▸ PROMPT 1
Do these statements agree with the passage about Crimean Tatar activist Emir-Usein Kuku? (a) The Kuku family returned to Koreiz in 1993. (b) Kuku was born in Koreiz. (c) Kuku was the head of the Muslim community Eren Evliia. For each, answer yes or no and quote the words of the passage that decide it.
▸ PROMPT 2
Could you carry the passage about Crimean Tatar activist Emir-Usein Kuku forward from its final sentence?

[Opening SELECTED EXTRACT section]

Today, June 26, marks the ninth consecutive birthday that Crimean Tatar activist Emir-Usein Kuku is spending behind bars.
Emir-Usein was born in 1976 in the city of Novorosiisk, Krasnodar Krai, into the family of Kemal Kuku, a veteran of the Crimean Tatar National Movement. His family had been deported eastward in 1944, and it wasn’t until 1993 — when Emir-Usein was 17 — that the Kuku family was finally able to return to their native village of Koreiz in Crimea. This became possible after the official ban on the return of Crimean Tatars to their historic homeland was lifted in 1989.
After earning a degree in economics in 2001, Emir-Usein Kuku became an active member of the Crimean Tatar community. He served as deputy head of the Muslim community Eren Evliia in Koreiz, helping organize religious celebrations. He also collected old photographs of Crimea, historically significant household items, coins, and other artifacts that preserved the peninsula’s cultural memory. Through these efforts, Emir-Usein worked to safeguard the traditions and heritage of Crimea.

[Closing SELECTED EXTRACT section]
[Opening DATA LISTING section]

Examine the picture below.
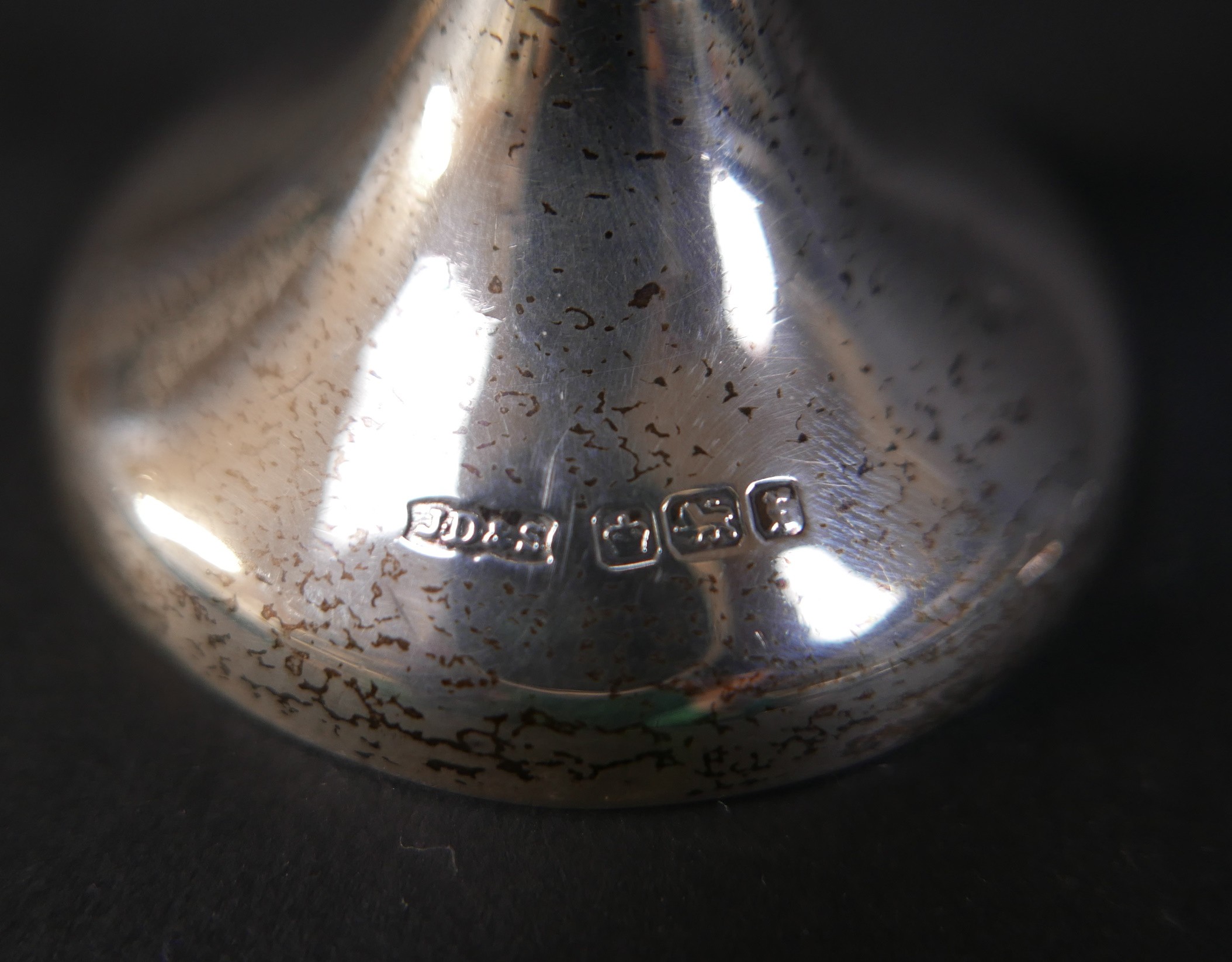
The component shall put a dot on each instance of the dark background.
(1085, 812)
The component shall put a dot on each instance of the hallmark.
(625, 539)
(705, 520)
(778, 511)
(441, 528)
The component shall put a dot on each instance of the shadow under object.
(566, 406)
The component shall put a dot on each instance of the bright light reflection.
(749, 290)
(167, 522)
(417, 379)
(836, 604)
(434, 144)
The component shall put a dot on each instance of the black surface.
(1085, 812)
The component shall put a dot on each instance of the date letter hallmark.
(702, 521)
(440, 528)
(625, 539)
(778, 511)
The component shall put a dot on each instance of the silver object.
(568, 407)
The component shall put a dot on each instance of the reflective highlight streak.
(749, 288)
(1041, 563)
(418, 377)
(836, 604)
(165, 522)
(434, 144)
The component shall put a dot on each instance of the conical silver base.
(566, 407)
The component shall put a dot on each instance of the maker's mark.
(442, 528)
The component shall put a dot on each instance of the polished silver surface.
(567, 406)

[Closing DATA LISTING section]

▸ EXERCISE ANSWER 1
(a) Yes: "it wasn’t until 1993 — when Emir-Usein was 17 — that the Kuku family was finally able to return to their native village of Koreiz in Crimea"
(b) No: "Emir-Usein was born in 1976 in the city of Novorosiisk, Krasnodar Krai"
(c) No: "He served as deputy head of the Muslim community Eren Evliia in Koreiz"

▸ EXERCISE ANSWER 2
He was also involved in the Crimean Contact Group on Human Rights and the peninsula’s human rights movement, where he promoted tolerance and the protection of Crimean Tatar rights. In April 2015, Emir-Usein was abducted by officers of the Russian security services, who searched his home and took him in for questioning. He was beaten and released, but less than a year later, a second search was carried out, after which he was detained and accused of involvement with the Islamic political party Hizb ut-Tahrir. In November 2019, a court in Rostov-on-Don sentenced Emir-Usein Kuku to 12 years in a high-security penal colony.
«Emir-Usein is currently suffering from constant pain in his kidneys and lower back, a result of the inhumane conditions in which he is being held. For many years, he has been denied adequate medical care, and his condition continues to deteriorate,» emphasized the political prisoner’s wife.
Emir-Usein Kuku and his wife, Meriem Kuku, have two children — a son, Bekir, and a daughter, Safiie. For nearly nine years, the children have been forced to grow up without their father, as is the case for hundreds of other families of political prisoners. The absence of a parent has a profound impact on both the wives and children of those targeted by Russian repressions.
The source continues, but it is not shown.